### EXCERPT PROVIDED

-.-.-

For binocular data with binocular_mode = "both", returns a list containing:

  1. left: An eyeris object for the left eye data.

  2. right: An eyeris object for the right eye data.

  3. original_file: Path to the original .asc file.

Note

This function is part of the glassbox() preprocessing pipeline and is not intended for direct use in most cases. Provide parameters via load_asc = list(...).

Advanced users may call it directly if needed.

See Also

eyelinker::read.asc() which this function wraps.

glassbox() for the recommended way to run this step as part of the full eyeris glassbox preprocessing pipeline.

Examples

demo_data <- eyelink_asc_demo_dataset()

demo_data |>
  eyeris::glassbox(load_asc = list(block = 1))

# Other useful parameter configurations
## (1) Basic usage (no block column specified)
demo_data |>
  eyeris::load_asc()

## (2) Manual specification of block number
demo_data |>
  eyeris::load_asc(block = 3)

## (3) Auto-detect multiple recording segments embedded within the same
##  file (i.e., the default behavior)
demo_data |>
  eyeris::load_asc(block = "auto")

## (4) Omit block column
demo_data |>
  eyeris::load_asc(block = NULL)

Lowpass filtering of time series data

Description

The intended use of this method is for smoothing, although by specifying wp and ws differently one can achieve highpass or bandpass filtering as well. However, only lowpass filtering should be done on pupillometry data.

Usage

lpfilt(
  eyeris,
  wp = 4,
  ws = 8,
  rp = 1,
  rs = 35,
  plot_freqz = FALSE,
  call_info = NULL
)

Arguments

eyeris

An object of class eyeris derived from load_asc()

wp

The end of passband frequency in Hz (desired lowpass cutoff). Defaults to 4

ws

The start of stopband frequency in Hz (required lowpass cutoff). Defaults to 8

rp

Required maximal ripple within passband in dB. Defaults to 1

rs

Required minimal attenuation within stopband in dB. Defaults to 35

plot_freqz

A flag to indicate whether to display the filter frequency response. Defaults to FALSE

call_info

A list of call information and parameters. If not provided, it will be generated from the function call. Defaults to NULL

Details

This function is automatically called by glassbox() by default. If needed, customize the parameters for lpfilt by providing a parameter list. Use glassbox(lpfilt = FALSE) to disable this step as needed.

-.-.-

### DATASET EXTRACT

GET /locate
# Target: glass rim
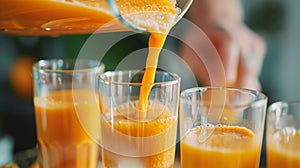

-.-.-

### TASK LIST
(a) Which arguments does the lpfilt usage in the eyeris documentation excerpt list?
(b) Could you carry on the eyeris documentation excerpt from its final sentence about disabling the lpfilt step?

### EXERCISE ANSWERS
(a) eyeris, wp, ws, rp, rs, plot_freqz, call_info

(b)
Users should prefer using glassbox() rather than invoking this function directly unless they have a specific reason to customize the pipeline manually.

Value

An eyeris object with a new column in ⁠time series⁠: ⁠pupil_raw_{...}_lpfilt⁠

Note

This function is part of the glassbox() preprocessing pipeline and is not intended for direct use in most cases. Provide parameters via lpfilt = list(...).

Advanced users may call it directly if needed.

See Also

glassbox() for the recommended way to run this step as part of the full eyeris glassbox preprocessing pipeline

Examples

demo_data <- eyelink_asc_demo_dataset()

demo_data |>
  # set lpfilt to FALSE (instead of a list of params) to skip step
  eyeris::glassbox(lpfilt = list(plot_freqz = TRUE)) |>
  plot(seed = 0)

Build a generic operation (extension) for the eyeris pipeline

Description

pipeline_handler enables flexible integration of custom data processing functions into the eyeris pipeline. Under the hood, each preprocessing function in eyeris is a wrapper around a core operation that gets tracked, versioned, and stored using this pipeline_handler method. As such, custom pipeline steps must conform to the eyeris protocol for maximum compatibility with the downstream functions we provide.

Usage

pipeline_handler(eyeris, operation, new_suffix, ...)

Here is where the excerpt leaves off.